[Start of Attachment]

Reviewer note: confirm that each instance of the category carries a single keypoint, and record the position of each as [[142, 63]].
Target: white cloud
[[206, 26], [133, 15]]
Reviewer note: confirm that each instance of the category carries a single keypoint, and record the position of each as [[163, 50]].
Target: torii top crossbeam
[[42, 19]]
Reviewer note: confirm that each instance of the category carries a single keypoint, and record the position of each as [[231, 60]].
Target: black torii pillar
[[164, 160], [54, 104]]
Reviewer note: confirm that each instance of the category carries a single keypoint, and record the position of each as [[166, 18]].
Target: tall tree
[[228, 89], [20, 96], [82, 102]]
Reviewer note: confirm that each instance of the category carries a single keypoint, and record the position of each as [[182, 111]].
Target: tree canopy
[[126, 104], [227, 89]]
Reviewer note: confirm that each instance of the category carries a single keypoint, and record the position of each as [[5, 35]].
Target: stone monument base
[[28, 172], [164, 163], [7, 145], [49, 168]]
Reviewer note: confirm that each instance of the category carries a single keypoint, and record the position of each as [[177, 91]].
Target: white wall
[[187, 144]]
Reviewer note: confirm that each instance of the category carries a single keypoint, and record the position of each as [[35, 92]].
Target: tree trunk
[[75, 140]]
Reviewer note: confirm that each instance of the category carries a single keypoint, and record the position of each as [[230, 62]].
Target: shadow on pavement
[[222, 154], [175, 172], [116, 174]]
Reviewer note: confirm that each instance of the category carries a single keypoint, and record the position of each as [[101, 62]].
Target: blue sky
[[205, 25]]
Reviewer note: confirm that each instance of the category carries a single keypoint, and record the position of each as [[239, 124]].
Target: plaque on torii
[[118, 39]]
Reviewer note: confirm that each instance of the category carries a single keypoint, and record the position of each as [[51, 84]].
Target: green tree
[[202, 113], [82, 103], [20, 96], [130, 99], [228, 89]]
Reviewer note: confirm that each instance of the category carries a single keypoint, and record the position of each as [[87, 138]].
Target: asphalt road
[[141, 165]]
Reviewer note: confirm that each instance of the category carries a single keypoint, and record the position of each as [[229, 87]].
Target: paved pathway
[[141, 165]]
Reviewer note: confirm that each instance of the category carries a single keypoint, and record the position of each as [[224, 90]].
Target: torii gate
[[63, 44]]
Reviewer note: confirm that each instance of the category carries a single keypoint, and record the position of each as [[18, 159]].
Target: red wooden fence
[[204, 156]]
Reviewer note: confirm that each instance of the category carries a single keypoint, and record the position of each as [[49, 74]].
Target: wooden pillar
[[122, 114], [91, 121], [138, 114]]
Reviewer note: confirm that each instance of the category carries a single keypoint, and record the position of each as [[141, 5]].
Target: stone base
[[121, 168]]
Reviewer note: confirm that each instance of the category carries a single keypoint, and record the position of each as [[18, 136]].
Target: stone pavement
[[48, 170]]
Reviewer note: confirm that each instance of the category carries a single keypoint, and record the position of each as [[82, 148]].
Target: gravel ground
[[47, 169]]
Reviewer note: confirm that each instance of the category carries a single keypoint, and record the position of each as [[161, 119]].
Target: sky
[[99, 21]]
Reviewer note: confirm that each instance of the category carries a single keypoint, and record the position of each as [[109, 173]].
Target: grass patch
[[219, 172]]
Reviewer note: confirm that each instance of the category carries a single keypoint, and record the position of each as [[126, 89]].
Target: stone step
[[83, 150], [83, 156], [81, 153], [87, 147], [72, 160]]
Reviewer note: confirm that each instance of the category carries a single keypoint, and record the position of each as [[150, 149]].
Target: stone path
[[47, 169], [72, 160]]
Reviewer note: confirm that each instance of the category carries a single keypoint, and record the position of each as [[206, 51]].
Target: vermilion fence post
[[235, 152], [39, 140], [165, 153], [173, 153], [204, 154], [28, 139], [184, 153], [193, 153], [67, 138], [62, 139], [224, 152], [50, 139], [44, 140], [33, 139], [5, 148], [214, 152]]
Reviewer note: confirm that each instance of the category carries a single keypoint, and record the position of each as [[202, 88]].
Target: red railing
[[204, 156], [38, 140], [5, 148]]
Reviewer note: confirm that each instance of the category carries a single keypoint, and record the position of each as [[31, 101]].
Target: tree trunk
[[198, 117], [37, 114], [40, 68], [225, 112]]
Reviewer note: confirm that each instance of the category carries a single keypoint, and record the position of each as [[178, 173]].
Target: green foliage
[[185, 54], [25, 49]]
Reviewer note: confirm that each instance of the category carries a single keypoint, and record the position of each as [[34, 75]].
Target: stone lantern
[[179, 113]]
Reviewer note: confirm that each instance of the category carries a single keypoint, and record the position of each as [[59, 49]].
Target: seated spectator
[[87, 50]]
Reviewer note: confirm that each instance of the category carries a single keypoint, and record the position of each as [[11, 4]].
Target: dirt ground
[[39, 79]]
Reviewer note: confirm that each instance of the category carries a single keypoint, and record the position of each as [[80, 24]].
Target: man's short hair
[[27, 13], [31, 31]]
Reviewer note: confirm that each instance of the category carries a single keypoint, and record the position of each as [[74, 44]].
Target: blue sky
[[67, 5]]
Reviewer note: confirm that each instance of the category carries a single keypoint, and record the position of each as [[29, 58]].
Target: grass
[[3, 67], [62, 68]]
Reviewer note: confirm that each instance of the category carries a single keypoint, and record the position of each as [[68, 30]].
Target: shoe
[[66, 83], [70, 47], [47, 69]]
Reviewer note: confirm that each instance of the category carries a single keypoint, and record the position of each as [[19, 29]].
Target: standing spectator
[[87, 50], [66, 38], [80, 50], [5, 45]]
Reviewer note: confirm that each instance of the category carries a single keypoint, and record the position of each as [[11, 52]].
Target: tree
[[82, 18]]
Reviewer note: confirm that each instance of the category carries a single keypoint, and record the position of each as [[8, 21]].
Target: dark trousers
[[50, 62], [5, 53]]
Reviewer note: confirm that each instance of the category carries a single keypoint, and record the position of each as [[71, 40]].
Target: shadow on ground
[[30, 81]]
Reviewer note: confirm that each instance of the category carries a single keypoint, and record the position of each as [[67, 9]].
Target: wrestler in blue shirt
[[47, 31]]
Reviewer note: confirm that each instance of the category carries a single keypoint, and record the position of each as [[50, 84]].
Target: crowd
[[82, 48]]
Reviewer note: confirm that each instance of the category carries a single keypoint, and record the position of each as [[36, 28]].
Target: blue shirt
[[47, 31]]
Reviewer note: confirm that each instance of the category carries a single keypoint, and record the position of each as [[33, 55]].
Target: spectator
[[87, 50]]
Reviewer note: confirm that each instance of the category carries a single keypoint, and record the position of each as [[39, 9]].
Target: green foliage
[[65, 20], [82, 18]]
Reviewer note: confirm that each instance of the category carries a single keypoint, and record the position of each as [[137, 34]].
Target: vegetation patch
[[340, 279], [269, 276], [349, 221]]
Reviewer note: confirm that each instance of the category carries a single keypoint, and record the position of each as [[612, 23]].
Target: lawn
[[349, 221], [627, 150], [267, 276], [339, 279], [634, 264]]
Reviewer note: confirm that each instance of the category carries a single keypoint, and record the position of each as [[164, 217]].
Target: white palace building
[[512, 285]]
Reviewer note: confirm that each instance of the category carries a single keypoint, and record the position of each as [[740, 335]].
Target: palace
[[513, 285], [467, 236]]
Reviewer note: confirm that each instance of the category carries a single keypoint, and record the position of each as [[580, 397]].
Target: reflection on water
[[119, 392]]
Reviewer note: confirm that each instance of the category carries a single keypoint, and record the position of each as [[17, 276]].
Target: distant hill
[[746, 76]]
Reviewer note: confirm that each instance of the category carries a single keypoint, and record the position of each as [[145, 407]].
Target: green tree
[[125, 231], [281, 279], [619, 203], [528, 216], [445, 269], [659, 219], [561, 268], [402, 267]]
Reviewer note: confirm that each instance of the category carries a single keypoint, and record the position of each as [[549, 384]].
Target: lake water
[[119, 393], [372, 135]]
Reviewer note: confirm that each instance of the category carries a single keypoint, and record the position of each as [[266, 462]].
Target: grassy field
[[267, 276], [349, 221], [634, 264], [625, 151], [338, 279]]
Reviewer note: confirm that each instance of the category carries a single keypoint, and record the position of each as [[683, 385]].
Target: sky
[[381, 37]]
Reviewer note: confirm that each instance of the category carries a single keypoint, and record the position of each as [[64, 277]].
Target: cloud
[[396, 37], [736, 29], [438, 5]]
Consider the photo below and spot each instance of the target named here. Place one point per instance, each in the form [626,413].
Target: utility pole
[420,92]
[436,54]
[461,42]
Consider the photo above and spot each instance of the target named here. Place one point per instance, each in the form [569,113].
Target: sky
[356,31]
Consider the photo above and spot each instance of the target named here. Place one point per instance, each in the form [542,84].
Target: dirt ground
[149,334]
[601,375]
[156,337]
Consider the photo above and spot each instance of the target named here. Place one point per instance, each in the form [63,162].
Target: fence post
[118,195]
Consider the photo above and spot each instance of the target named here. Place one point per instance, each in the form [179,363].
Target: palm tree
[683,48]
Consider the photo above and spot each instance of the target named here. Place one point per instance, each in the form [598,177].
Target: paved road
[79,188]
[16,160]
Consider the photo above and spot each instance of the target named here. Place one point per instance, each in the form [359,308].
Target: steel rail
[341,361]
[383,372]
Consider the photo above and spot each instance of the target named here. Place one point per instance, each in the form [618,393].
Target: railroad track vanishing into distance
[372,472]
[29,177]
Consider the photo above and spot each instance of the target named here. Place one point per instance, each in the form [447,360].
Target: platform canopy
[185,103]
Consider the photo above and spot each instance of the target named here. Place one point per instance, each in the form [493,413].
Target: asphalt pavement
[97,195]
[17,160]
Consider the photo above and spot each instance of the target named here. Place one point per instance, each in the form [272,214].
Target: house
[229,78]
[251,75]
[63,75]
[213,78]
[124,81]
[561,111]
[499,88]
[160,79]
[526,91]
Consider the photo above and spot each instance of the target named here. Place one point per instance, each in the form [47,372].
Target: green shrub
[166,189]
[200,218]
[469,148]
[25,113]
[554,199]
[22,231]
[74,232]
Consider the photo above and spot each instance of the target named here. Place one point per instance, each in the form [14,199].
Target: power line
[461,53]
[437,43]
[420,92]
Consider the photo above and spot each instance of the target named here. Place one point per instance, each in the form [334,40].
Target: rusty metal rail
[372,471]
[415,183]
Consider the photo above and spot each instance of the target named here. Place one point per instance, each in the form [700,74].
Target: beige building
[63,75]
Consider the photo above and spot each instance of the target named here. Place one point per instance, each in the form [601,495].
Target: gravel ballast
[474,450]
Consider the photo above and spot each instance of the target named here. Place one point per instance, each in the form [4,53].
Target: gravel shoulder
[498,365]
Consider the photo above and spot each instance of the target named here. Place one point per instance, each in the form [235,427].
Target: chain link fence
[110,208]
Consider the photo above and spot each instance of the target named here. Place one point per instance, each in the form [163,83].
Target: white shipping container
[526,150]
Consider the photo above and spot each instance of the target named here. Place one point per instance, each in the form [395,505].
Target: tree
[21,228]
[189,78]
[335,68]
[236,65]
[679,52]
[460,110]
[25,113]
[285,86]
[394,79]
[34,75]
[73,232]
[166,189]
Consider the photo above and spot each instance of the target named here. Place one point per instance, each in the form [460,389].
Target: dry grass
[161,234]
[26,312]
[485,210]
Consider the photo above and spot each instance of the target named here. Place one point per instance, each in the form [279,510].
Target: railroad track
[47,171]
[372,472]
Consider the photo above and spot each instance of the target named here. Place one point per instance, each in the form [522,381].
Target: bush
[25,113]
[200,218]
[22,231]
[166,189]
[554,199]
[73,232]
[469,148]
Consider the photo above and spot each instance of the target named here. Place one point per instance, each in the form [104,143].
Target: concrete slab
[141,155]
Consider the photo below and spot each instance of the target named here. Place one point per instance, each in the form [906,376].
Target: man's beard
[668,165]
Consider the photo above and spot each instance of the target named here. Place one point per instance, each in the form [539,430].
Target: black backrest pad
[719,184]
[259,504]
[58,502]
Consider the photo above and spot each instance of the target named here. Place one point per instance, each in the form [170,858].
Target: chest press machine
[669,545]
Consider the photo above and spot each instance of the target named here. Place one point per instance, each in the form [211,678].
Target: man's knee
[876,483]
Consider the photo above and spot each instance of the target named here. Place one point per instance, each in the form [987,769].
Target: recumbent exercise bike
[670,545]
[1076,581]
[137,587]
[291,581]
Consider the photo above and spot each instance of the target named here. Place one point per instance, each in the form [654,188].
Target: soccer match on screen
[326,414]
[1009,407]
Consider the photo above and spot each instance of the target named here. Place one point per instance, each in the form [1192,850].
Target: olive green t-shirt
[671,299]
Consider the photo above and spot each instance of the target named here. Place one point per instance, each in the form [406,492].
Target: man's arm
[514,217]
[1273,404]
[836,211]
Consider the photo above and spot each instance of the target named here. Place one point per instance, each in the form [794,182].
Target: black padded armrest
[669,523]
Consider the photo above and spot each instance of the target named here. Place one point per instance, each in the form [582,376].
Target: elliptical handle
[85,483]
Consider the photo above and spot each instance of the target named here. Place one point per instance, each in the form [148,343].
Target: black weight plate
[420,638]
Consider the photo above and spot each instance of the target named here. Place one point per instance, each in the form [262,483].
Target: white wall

[End of Attachment]

_Instructions to follow_
Using the listing above, return word for word each line from the one that has "the form [542,84]." through the one that has "the form [14,199].", and no line outside that range.

_Your solution_
Consider the photo above and spot each instance of the target named here. Place one point per instance, each in the form [542,84].
Target: dirt ground
[149,334]
[601,375]
[156,337]
Consider the photo above and spot each instance of the target named here. Place one point per instance, each in the form [63,162].
Target: fence post
[118,195]
Consider the photo above and spot each instance of the target named here. Place one point per instance, each in the form [179,363].
Target: palm tree
[683,48]
Consider the photo above and spot each instance of the target named here. Place one point per instance, each in the form [598,177].
Target: paved road
[79,188]
[16,160]
Consider the photo above and spot each instance of the target named here. Place one point per instance, each in the form [359,308].
Target: steel rail
[341,361]
[383,372]
Consider the photo above and spot each instance of the target named here. Place one point per instance, each in the form [618,393].
Target: railroad track vanishing into distance
[372,472]
[29,177]
Consider the photo above and spot each instance of the target named here. Place one point per instance, each in the form [447,360].
Target: platform canopy
[185,103]
Consider the photo above and spot each instance of the target named here. Place one point per instance, each in the form [493,413].
Target: asphalt pavement
[97,195]
[17,160]
Consider the photo above and spot each instance of the target named here. Place one point per instance, each in the form [272,214].
Target: house
[229,78]
[251,75]
[63,75]
[213,78]
[124,81]
[561,111]
[499,88]
[160,79]
[526,91]
Consider the photo above and spot each instance of the target named here. Place one point per instance, each in the form [47,372].
Target: green shrub
[166,189]
[200,218]
[469,148]
[25,113]
[554,199]
[22,231]
[74,232]
Consider the photo above and spot each instance of the target named here. Place one point per instance, each in the form [14,199].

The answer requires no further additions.